What needs to be done:
Please find every line in the listing that contains the string "front" and copy each one. Matches must have the same capitalization.

# Start of Record excerpts

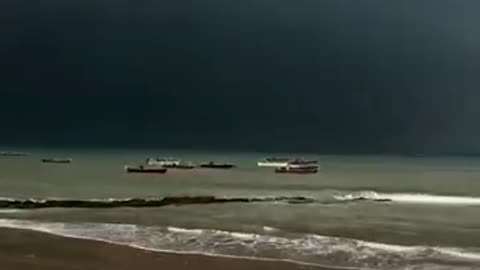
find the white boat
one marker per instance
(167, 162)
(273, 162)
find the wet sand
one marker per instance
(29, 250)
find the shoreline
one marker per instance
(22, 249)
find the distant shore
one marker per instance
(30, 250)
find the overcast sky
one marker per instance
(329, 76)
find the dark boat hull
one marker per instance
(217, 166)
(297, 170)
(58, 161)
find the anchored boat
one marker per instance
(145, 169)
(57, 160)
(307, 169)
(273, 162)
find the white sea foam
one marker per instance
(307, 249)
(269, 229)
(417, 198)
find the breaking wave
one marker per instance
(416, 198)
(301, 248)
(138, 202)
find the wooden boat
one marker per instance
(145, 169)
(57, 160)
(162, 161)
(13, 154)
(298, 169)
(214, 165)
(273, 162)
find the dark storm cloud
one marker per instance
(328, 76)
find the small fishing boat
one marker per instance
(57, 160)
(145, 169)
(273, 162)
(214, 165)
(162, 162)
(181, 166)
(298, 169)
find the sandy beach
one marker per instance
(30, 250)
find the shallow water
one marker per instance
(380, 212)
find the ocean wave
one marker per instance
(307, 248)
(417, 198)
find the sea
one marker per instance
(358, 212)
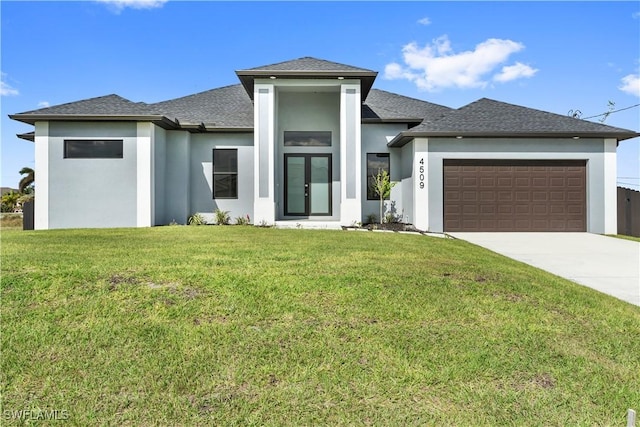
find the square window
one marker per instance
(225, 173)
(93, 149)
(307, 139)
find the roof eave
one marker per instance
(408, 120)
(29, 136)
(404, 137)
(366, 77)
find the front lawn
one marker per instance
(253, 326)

# End of Record excerpts
# Start of Record excerpts

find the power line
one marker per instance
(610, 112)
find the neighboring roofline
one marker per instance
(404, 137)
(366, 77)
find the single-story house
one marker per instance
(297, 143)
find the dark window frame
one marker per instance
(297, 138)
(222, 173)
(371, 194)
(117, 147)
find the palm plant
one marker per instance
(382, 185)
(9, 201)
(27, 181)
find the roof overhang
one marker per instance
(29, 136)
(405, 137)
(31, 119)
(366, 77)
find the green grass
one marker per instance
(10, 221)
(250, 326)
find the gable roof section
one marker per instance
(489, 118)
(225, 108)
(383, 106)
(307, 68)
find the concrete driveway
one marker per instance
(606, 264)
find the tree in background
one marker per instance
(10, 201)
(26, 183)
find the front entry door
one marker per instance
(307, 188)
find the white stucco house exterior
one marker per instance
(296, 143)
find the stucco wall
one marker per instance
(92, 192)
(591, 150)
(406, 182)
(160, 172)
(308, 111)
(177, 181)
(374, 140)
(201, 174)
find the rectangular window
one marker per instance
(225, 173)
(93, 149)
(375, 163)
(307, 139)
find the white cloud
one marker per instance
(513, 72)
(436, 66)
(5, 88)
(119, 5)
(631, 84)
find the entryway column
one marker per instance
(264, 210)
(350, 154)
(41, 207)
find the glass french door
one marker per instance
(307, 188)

# End of Record excerpts
# Start of Record excerpts

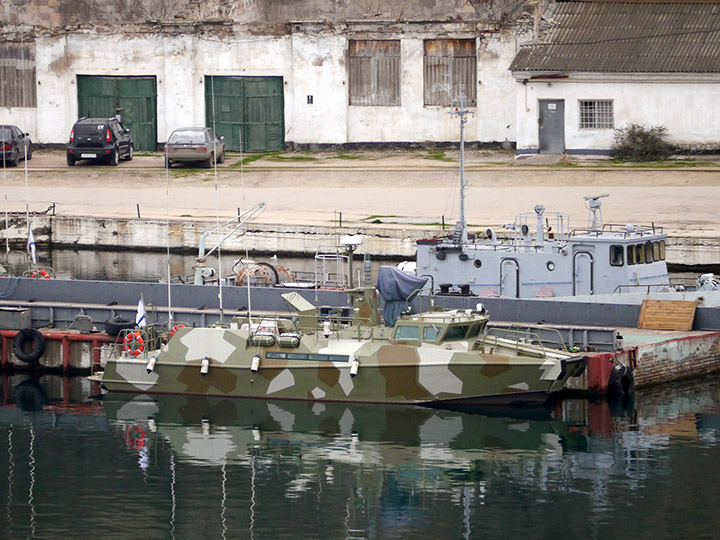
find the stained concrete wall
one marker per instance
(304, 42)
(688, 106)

# End of Record excerpts

Written response:
find the front lawn
find the front entry door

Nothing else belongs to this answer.